**Dataset excerpts**
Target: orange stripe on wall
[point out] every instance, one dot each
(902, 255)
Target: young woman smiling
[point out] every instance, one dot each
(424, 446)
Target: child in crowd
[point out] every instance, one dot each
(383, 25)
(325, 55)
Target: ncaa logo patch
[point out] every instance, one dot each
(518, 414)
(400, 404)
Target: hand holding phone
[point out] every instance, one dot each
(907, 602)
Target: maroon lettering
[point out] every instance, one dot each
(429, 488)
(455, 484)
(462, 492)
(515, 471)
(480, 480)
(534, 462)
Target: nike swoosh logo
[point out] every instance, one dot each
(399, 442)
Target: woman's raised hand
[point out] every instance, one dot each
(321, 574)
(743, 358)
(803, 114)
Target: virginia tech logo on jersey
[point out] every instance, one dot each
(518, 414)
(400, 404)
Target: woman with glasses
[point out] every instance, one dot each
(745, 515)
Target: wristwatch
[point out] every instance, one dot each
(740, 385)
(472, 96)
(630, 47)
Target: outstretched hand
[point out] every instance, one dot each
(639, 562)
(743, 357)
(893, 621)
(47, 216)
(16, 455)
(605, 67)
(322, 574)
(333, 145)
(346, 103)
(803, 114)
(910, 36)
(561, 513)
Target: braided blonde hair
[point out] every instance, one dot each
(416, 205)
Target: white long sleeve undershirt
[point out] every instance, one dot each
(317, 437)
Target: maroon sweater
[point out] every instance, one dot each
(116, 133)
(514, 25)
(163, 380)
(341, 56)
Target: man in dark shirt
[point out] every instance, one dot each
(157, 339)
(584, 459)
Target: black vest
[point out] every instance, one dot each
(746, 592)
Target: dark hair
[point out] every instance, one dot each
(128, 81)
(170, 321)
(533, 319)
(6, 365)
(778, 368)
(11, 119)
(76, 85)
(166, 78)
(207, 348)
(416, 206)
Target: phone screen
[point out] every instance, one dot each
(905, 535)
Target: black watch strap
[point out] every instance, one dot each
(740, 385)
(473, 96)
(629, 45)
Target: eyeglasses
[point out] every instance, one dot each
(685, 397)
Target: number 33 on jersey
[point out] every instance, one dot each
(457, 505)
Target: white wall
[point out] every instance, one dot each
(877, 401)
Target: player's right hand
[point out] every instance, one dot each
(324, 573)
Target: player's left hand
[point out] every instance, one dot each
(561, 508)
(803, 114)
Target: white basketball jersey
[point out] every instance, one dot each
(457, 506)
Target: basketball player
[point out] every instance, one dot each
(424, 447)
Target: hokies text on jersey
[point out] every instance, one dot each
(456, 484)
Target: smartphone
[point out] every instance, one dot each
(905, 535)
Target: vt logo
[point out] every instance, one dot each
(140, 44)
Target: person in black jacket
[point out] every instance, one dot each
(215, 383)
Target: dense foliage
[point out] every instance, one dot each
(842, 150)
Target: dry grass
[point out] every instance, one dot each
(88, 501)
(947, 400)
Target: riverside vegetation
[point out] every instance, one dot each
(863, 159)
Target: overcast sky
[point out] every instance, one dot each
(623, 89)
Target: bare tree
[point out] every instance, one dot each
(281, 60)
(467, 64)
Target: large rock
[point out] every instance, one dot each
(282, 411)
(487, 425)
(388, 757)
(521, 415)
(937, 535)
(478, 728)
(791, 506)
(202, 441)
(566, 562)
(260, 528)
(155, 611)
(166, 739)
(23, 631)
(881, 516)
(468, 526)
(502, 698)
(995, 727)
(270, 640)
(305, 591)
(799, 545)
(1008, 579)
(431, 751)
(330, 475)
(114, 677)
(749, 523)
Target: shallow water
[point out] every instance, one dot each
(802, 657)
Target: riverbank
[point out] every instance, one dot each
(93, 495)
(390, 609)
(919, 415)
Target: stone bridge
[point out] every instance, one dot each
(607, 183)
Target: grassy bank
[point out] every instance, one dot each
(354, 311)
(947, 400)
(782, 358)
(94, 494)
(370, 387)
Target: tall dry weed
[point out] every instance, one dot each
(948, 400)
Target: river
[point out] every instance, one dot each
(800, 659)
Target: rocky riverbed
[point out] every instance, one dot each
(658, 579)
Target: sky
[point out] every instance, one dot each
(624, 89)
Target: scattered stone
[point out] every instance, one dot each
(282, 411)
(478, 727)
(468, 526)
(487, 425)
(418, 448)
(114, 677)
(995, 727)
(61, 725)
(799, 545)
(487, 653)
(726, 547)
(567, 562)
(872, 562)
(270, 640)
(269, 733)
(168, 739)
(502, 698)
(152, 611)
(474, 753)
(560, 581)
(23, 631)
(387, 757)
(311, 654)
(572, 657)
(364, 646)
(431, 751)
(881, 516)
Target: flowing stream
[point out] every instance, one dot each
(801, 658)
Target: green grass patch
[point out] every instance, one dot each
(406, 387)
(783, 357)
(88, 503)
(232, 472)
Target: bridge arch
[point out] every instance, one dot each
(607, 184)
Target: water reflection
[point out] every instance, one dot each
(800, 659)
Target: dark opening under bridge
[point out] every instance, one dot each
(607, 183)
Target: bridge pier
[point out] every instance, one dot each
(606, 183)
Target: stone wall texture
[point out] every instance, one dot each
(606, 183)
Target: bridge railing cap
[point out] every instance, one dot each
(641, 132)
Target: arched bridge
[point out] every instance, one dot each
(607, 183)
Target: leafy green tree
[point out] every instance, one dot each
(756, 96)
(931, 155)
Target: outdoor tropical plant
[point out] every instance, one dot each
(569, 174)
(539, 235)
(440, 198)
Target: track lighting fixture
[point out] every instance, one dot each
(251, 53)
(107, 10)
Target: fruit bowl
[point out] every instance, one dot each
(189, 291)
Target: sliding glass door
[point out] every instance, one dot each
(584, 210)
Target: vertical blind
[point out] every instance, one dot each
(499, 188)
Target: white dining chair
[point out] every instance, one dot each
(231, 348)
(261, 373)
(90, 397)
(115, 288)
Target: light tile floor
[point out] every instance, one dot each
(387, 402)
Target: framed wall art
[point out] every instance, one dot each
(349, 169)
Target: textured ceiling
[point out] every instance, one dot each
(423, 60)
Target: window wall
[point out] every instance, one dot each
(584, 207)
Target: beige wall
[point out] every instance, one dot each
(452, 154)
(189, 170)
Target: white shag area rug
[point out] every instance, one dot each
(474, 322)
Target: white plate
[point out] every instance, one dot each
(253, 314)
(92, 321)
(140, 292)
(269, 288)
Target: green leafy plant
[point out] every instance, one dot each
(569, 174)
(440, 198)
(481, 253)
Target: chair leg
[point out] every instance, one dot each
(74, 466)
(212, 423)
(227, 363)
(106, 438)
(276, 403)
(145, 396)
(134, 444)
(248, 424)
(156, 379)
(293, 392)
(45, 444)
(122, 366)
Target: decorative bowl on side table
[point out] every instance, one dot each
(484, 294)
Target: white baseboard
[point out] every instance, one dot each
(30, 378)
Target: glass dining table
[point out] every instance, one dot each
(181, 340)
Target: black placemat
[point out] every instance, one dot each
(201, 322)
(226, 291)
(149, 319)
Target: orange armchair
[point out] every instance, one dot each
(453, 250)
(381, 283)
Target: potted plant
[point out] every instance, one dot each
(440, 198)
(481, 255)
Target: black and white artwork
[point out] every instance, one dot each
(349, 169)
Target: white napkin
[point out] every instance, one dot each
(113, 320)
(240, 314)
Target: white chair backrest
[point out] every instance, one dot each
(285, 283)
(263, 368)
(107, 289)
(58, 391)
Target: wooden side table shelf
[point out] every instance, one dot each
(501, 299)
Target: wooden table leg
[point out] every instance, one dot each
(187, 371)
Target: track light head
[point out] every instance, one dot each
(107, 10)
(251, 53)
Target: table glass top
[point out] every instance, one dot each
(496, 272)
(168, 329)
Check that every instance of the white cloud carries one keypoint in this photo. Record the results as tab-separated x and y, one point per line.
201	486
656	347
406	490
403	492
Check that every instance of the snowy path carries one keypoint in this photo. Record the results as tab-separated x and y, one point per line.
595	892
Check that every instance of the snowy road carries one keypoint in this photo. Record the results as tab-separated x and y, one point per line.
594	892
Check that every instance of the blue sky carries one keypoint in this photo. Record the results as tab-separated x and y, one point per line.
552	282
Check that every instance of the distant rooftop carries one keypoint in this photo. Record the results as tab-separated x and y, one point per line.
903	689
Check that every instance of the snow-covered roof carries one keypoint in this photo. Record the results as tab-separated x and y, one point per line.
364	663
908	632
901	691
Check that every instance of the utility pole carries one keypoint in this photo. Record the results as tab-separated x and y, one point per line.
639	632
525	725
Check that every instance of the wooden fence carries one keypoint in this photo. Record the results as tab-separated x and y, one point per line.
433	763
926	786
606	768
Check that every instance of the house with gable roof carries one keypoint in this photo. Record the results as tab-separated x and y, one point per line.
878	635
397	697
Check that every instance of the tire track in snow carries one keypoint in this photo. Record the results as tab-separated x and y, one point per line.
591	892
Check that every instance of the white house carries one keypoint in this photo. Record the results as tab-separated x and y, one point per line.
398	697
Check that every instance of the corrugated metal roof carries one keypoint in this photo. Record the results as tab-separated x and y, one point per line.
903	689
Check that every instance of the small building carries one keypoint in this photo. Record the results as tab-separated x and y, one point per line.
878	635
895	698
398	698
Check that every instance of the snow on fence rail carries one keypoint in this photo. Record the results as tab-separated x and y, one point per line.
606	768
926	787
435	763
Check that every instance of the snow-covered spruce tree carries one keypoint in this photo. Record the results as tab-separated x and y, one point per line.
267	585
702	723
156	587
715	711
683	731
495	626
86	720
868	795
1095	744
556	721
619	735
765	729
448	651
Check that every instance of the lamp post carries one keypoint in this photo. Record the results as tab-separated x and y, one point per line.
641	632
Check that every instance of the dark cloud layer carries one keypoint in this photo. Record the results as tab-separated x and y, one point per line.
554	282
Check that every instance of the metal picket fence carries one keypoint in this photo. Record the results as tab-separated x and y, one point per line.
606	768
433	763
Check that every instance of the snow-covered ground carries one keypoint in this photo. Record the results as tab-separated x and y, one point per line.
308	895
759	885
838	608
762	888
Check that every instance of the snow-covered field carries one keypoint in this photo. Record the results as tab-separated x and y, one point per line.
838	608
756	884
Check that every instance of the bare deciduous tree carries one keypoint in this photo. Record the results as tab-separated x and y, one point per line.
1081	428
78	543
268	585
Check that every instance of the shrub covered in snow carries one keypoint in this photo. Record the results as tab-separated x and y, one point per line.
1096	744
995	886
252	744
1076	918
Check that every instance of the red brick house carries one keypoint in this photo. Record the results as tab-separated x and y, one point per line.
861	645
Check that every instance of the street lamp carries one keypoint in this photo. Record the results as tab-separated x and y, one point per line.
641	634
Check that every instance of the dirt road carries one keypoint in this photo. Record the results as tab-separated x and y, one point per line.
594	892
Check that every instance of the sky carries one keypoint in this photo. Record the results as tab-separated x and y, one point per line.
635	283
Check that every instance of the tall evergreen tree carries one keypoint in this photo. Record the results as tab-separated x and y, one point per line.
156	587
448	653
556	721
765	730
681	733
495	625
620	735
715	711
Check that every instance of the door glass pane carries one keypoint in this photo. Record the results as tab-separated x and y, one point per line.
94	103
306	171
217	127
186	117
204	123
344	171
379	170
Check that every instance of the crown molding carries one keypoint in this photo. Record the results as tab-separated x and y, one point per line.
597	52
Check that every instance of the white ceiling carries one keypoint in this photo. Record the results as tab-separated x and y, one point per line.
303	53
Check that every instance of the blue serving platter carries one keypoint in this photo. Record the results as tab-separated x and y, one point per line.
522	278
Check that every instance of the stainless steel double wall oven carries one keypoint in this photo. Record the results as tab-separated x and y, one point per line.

**Work to do**
Reproduce only the lines running from the one that contains "Check that every instance of the door" to the last line of the records.

**Worked answer**
Check that every instance of the door glass pane carries one keypoint in this photo. Record the results as tab-separated x and y, one point per line.
94	103
306	171
217	127
186	117
204	123
344	171
379	170
Check that every instance of the crown molding carries one keypoint in this photo. Record the results as tab-separated x and y, one point per line.
597	52
Check that every instance of the white ceiling carries one keypoint in this photo. Record the results as tab-separated x and y, one point per line.
303	53
Check that every instance of the blue serving platter carries one keypoint in this photo. Record the results as tab-separated x and y, one point per line.
522	278
Check that every instance of the stainless steel double wall oven carries one keypoint in this photo. Record the results as tab-separated x and y, one point per line.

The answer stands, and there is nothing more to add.